Rewrite every line of the listing below as a numbered list, omitting any blank lines.

[Material provided]
________________

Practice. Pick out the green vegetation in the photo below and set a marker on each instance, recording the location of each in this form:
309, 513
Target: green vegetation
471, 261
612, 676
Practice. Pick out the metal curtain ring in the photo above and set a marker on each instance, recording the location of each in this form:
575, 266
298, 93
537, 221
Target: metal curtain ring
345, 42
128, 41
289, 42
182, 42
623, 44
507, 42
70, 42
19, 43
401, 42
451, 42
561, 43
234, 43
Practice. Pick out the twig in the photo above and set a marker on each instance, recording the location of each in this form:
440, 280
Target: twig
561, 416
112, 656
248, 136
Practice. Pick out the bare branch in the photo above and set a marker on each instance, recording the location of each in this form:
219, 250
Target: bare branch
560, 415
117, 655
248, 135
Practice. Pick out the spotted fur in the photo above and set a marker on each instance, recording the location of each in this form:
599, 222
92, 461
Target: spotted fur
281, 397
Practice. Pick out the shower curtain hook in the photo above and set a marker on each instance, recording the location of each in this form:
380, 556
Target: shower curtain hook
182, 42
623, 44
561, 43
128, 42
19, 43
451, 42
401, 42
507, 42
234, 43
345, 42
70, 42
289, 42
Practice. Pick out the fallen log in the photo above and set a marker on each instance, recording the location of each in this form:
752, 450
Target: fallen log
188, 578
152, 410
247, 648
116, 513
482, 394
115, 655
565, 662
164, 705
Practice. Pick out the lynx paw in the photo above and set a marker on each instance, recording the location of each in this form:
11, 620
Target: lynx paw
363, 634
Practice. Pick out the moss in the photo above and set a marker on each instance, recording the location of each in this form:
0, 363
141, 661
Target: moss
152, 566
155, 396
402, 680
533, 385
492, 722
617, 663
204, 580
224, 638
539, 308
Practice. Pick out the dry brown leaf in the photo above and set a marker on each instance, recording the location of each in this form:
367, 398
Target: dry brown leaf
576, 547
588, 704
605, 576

________________

[Exercise response]
1. Practice. Pick out the green vegetation in the photo below and set a marker on each instance, recording the location of each in this form:
2. 309, 513
3. Target: green vegetation
4. 471, 261
5. 612, 676
6. Practice. Pick out the metal curtain ring in the photo above and set a marker on each instance, recording the location of each in this form:
7. 575, 266
8. 298, 93
9. 537, 221
10. Target: metal curtain ring
11. 345, 42
12. 128, 41
13. 289, 42
14. 182, 42
15. 623, 44
16. 507, 42
17. 70, 42
18. 19, 43
19. 401, 42
20. 451, 42
21. 561, 43
22. 234, 43
23. Practice. Pick out the twig in the photo above and set a marker on each instance, recording the location of each in this form:
24. 440, 280
25. Target: twig
26. 561, 416
27. 112, 656
28. 248, 136
29. Practice. Pick out the bare branch in the photo above and set a marker on each instance, recording the location of each in this form:
30. 219, 250
31. Target: bare branch
32. 560, 415
33. 117, 655
34. 248, 135
35. Practice. Pick out the spotted fur in the photo above and set a marker on each instance, recording the location of each in this form:
36. 599, 222
37. 92, 461
38. Target: spotted fur
39. 281, 397
40. Practice. Pick out the shower curtain hook in the photo above and set a marker on each instance, recording the location of each in this form:
41. 380, 556
42. Target: shower curtain hook
43. 182, 42
44. 623, 44
45. 561, 43
46. 128, 42
47. 19, 43
48. 451, 42
49. 401, 42
50. 507, 42
51. 234, 43
52. 345, 42
53. 70, 42
54. 289, 42
55. Practice. Pick out the fallen log in the photo above and set a marker on each instance, recording the location of each in this form:
56. 752, 450
57. Target: fallen log
58. 188, 578
59. 152, 410
60. 247, 648
61. 116, 513
62. 482, 394
63. 115, 655
64. 565, 662
65. 164, 705
66. Practice. Pick out the lynx paw in the photo above and set a marker on each instance, recording the location of each in this form:
67. 11, 620
68. Target: lynx paw
69. 363, 634
70. Practice. Pick out the moss in the photo above and set a marker on each instance, recording the location of each in this form:
71. 0, 363
72. 141, 661
73. Target: moss
74. 152, 566
75. 155, 396
76. 402, 680
77. 533, 385
78. 492, 722
79. 617, 663
80. 204, 580
81. 224, 638
82. 539, 308
83. Practice. Pick out the dry brown leaf in the photo above and set a marker on each instance, recording the location of each in this form:
84. 367, 398
85. Target: dry brown leaf
86. 576, 547
87. 588, 704
88. 605, 576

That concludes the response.